* Assignment
From the records that follow, copy every line in which "dark" appears.
BEGIN Source material
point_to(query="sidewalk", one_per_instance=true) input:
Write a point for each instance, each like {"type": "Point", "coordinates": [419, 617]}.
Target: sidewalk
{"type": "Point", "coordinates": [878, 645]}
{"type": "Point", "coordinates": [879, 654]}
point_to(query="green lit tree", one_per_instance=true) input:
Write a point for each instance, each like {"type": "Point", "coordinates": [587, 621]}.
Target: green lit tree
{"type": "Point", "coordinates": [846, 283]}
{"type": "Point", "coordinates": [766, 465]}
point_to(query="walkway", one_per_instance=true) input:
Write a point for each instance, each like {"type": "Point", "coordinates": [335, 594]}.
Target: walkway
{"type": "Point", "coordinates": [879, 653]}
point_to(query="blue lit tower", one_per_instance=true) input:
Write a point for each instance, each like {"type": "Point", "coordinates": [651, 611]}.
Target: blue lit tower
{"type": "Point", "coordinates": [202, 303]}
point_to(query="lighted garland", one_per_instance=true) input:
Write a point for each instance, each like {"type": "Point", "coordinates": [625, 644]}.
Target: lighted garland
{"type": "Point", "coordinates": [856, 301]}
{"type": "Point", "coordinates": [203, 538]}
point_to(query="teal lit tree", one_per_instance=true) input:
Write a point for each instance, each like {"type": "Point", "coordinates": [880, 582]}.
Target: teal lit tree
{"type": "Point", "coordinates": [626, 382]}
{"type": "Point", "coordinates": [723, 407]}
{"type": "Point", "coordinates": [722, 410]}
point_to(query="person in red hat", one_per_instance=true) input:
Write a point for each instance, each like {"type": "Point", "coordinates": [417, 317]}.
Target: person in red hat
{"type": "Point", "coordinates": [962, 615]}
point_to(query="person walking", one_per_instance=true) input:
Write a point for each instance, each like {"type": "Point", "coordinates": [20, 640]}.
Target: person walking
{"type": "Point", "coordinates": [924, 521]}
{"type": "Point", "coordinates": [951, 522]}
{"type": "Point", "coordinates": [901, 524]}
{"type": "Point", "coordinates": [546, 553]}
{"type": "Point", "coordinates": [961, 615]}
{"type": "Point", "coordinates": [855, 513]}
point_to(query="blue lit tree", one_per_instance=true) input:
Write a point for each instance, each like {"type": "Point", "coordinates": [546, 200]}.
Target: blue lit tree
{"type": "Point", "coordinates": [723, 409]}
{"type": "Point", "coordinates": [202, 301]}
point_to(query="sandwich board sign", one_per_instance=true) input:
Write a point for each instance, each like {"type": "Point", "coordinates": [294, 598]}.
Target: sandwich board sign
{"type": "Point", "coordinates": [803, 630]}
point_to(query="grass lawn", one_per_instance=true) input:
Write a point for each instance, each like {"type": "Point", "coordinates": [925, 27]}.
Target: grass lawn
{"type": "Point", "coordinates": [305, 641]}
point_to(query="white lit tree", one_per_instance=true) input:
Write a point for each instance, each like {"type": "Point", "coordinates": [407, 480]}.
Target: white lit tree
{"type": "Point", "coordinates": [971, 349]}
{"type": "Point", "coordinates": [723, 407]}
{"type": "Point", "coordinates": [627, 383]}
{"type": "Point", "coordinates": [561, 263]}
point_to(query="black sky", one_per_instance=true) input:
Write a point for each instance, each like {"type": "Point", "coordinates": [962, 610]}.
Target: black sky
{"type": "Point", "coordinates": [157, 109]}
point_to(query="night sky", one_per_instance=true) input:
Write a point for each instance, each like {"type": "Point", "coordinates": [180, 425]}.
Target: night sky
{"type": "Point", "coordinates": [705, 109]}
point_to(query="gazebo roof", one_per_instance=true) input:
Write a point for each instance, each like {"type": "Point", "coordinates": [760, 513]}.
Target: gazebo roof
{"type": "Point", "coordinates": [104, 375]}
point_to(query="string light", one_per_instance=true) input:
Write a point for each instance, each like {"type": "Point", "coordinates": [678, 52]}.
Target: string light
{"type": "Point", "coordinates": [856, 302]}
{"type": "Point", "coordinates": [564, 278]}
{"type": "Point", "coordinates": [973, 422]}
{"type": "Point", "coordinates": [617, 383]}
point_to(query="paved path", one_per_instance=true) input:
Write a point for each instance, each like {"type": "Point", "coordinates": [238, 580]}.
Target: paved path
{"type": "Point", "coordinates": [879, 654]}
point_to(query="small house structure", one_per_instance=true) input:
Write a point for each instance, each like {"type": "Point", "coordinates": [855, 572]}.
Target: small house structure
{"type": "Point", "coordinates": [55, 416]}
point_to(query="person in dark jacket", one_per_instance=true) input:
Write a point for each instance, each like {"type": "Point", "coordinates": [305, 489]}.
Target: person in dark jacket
END Source material
* Solution to this task
point_to(query="person in dark jacket", one_per_instance=true) input:
Target: person in dark jacket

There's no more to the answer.